### [Quoted passage]
Wednesday, August 31, 2011

The end of a story, the beggining of an other



New starts often follow the end of a previous story. That story would be the one of Marvin. I wish I had written more about our journey together. It only lasted a bit over a year an a half, but this story has been a full endeavor. Why did I not lay more words about it? Probably because of the frustration, despair, sadness, I experienced through it. There are things that one doesn't want to report. Don't get me wrong, Marvin also brought me a lot of good, definitively more good than bad. Unfortunately I couldn't write about the good without talking of the bad. Marvin was an intense dog, to say the least. His emotions (yes dogs feel emotions) were excessively more intense than the ones of any sane dog. Marvin loved with all his heart, he was the sweetest animal I have ever come across, he lived to please and gave all he could to be good. Sadly Marvin also worried with that same intensity, he was overly anxious. Anxiety possessed him, I could see his frustration when it took over his will; Marvin tried hard but could not take over. I am not talking here of separation anxiety, fear of thunderstorms, excessive response to normal stress triggers; Marvin's anxiety was constant and triggered by everything and anything. I worked hard with him and experience many little success, all of them appearing huge to me. I've had my hopes to "fix" him but eventually had to come to accept that Marvy was suffering from a much more serious mental disorder than any behavioral modification technique and/or medication could solve. Life is a succession of changes, we constantly meet new situations, new people, come across new places; in known environments, objects get changed or moved. Marvin could not deal with change, every single change needed hard work to adapt too. Bigger fear triggers would break him into panic attacks some leading to uncontrollable aggressivity. Marvin would get very frustrated by those loss of control and increasingly anxious.

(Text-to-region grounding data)
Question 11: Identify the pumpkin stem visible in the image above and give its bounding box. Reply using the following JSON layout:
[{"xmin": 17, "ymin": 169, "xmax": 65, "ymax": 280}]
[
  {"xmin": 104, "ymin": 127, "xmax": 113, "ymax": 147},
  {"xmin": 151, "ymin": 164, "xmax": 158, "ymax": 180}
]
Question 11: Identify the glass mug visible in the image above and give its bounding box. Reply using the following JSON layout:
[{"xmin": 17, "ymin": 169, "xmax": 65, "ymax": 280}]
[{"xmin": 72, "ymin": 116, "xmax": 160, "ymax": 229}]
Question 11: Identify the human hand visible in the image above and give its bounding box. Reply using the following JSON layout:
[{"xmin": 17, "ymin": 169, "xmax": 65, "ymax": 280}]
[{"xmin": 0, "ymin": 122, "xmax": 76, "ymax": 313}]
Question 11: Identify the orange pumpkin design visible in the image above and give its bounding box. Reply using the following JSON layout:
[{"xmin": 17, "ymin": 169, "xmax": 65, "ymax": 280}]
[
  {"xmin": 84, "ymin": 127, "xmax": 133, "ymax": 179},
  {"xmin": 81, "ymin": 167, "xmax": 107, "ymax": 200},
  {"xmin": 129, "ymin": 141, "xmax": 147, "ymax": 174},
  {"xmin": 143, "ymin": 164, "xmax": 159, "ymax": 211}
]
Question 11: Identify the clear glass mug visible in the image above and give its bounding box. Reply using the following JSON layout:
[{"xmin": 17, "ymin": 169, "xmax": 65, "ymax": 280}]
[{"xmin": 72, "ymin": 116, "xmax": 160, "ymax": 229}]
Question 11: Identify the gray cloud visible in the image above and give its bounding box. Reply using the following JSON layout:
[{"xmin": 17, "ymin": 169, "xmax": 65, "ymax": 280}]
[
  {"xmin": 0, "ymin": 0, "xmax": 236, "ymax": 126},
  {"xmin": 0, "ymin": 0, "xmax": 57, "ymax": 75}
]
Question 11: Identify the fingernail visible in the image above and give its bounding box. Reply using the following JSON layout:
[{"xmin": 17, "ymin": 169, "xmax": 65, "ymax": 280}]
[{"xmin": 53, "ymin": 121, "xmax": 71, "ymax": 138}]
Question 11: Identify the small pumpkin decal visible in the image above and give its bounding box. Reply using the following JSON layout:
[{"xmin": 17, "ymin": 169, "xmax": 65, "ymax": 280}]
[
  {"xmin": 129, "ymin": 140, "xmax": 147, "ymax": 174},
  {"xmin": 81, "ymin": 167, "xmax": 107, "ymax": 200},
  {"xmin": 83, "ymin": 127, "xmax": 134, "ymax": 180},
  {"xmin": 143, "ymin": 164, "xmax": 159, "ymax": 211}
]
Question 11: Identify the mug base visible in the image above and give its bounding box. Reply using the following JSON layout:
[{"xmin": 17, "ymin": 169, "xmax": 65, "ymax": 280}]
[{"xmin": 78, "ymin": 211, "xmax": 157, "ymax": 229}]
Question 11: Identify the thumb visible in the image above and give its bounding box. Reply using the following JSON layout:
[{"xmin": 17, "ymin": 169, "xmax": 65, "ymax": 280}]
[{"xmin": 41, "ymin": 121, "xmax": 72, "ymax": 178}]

### [List of tasks]
a - Answer these questions about the blog post about Marvin:
(i) What date appears at the top of the post?
(ii) How long did the writer's journey with Marvin last?
(iii) According to the post, what could Marvin not deal with?
b - In the blog post about Marvin, the writer names the kinds of anxiety that are not meant when describing Marvin's anxiety. List them.
c - Pick up the blog post about Marvin after its final sentence and continue it.

### [Answers to the exercise]
a -
(i) Wednesday, August 31, 2011
(ii) A bit over a year and a half
(iii) Change

b -
- Separation anxiety
- Fear of thunderstorms
- Excessive response to normal stress triggers

c -
Could I have just kenneled this dog and left him to content in a controlled environment? I believe not. Marvin was crazy but not stupid. What I mean is that he was an intelligent dog and life in a cage would have, paradoxically, lacked stimulation, leading Marvin to be evenly frustrated.
A few weeks ago, we decided that it was time to stop. We could not keep putting Marvin, as well as ourselves threw this stress and frustration. I miss him dearly. We had built a very special complicity, and he had become a intense presence by my side. I miss his clowning, his hugs, I miss playing with him, over all, I miss our little successes. I have no regrets about the time we spent together, I don't think any dog will ever teach me as much as he has about not only dogs, but also about people and myself. My only regret is that there was no more options than ending the story.

Marvin will not be forgotten, he will be with me while I raise my new pups. He will be there to remind me that dogs are sensitive individuals and that with special attention to there very own personality, with patience, even the biggest challenges can bring some successes.

Now is time for the next chapter. The one about our new up coming stars: M'Opus and M.E.Fhast. Marley is still a little dubitative about it, but I believe she will warm up to the idea and content in her prime role in the new puppy story.